Input records:
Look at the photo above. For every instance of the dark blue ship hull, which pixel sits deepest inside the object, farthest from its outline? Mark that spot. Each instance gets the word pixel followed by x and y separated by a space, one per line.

...

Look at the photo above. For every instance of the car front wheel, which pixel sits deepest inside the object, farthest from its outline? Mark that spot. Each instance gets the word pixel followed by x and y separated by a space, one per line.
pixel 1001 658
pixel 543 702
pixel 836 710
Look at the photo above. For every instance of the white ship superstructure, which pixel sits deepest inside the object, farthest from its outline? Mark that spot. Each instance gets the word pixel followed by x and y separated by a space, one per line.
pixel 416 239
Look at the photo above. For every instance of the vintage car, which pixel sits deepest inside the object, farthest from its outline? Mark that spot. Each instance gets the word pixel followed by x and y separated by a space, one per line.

---

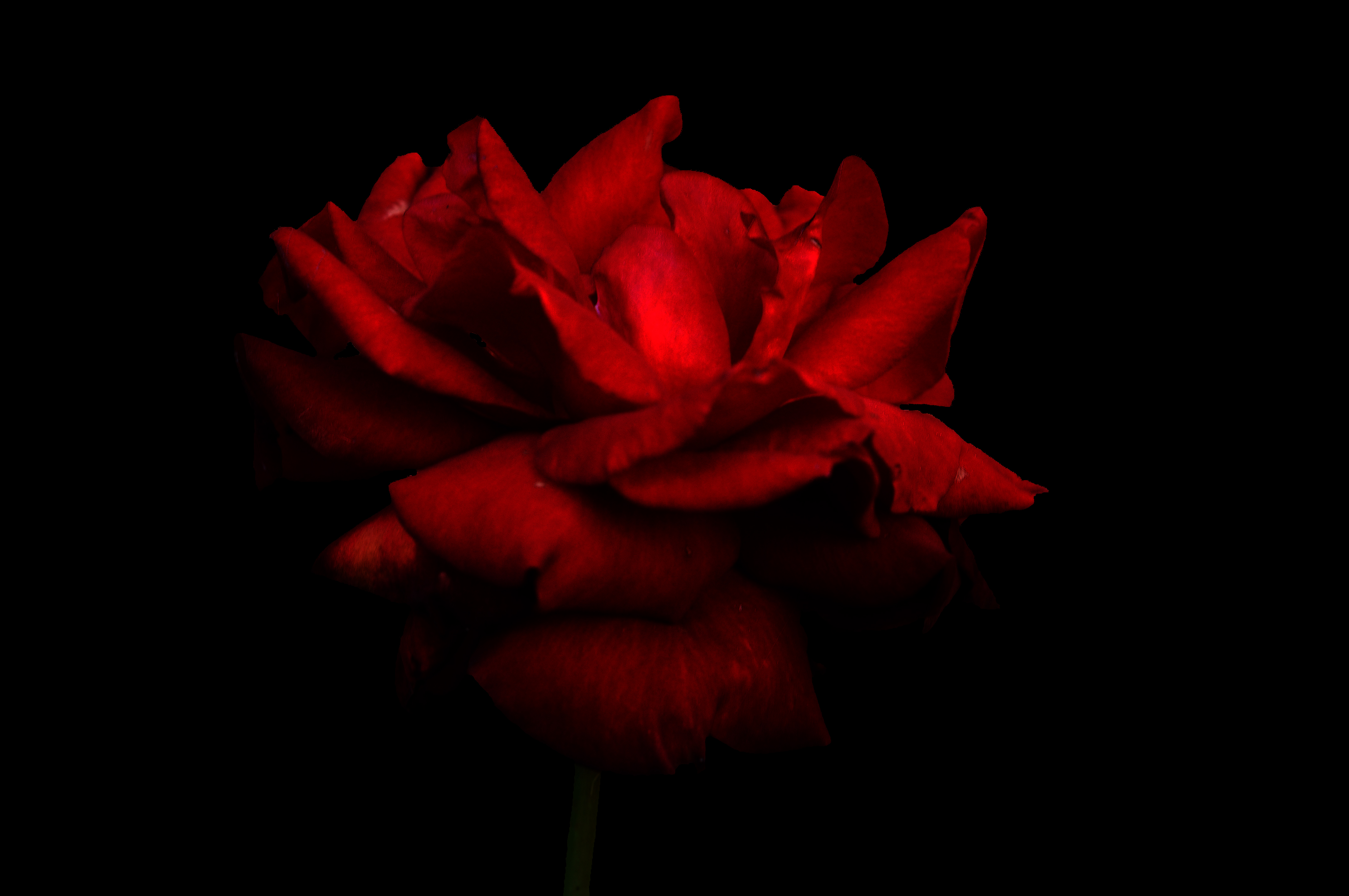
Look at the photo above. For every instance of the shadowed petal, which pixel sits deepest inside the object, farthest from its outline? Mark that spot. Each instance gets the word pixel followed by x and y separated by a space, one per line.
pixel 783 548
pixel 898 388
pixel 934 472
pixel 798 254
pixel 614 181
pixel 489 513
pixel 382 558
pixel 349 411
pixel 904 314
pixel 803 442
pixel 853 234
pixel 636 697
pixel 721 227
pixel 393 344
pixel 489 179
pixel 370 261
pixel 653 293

Exercise:
Copy out word for word the records from the line with "Look at the photo above. For every instance of the white" up to and including the line with "pixel 416 239".

Task result:
Look at the photo above. For every instance of the white ship superstructure, which pixel sits deepest inside the object, farthest from its outline? Mark that spot. Each instance gets the word pixel followed by x and y separated by a space, one per line.
pixel 416 239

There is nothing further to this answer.